# [The task]
Convert every line of the rows below into a JSON list of strings, one string per line, skipping any blank lines. Leave the pictures out of your answer.

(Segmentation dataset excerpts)
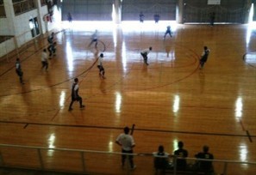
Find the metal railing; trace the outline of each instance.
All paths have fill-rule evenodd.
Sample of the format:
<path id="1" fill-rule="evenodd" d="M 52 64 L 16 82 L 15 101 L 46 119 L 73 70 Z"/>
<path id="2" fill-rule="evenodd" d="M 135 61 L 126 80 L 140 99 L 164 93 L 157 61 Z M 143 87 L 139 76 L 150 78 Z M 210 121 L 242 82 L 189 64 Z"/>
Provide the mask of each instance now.
<path id="1" fill-rule="evenodd" d="M 26 168 L 43 171 L 55 171 L 78 173 L 130 174 L 133 170 L 128 163 L 124 167 L 118 166 L 121 154 L 133 155 L 138 170 L 133 174 L 153 174 L 154 172 L 153 154 L 122 154 L 117 152 L 30 147 L 22 145 L 0 144 L 0 166 Z M 178 157 L 171 155 L 173 168 L 166 173 L 178 174 L 175 162 Z M 255 174 L 256 162 L 230 161 L 223 160 L 200 160 L 186 158 L 188 165 L 200 161 L 212 161 L 214 174 Z M 128 162 L 128 161 L 127 161 Z M 197 170 L 186 170 L 195 172 Z"/>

# [Exercise answer]
[
  "Find the metal railing; trace the outline of each instance.",
  "All paths have fill-rule evenodd.",
  "Sample of the format:",
  "<path id=\"1\" fill-rule=\"evenodd\" d=\"M 52 64 L 16 82 L 15 101 L 46 119 L 73 70 Z\"/>",
  "<path id=\"2\" fill-rule=\"evenodd\" d=\"M 135 61 L 126 80 L 140 99 L 164 93 L 157 61 Z M 143 87 L 139 76 L 150 78 Z M 210 121 L 242 82 L 189 64 Z\"/>",
  "Provide the mask of each instance now.",
  "<path id=\"1\" fill-rule=\"evenodd\" d=\"M 26 168 L 43 171 L 55 171 L 78 173 L 130 174 L 133 170 L 128 163 L 124 167 L 118 166 L 121 154 L 133 155 L 138 170 L 133 174 L 153 174 L 154 172 L 153 154 L 122 154 L 117 152 L 30 147 L 22 145 L 0 144 L 0 166 Z M 178 157 L 171 155 L 173 168 L 166 173 L 178 174 L 175 162 Z M 255 174 L 256 162 L 230 161 L 223 160 L 200 160 L 186 158 L 188 165 L 200 161 L 212 161 L 214 174 Z M 128 162 L 128 161 L 127 161 Z M 197 170 L 186 170 L 195 172 Z\"/>"
]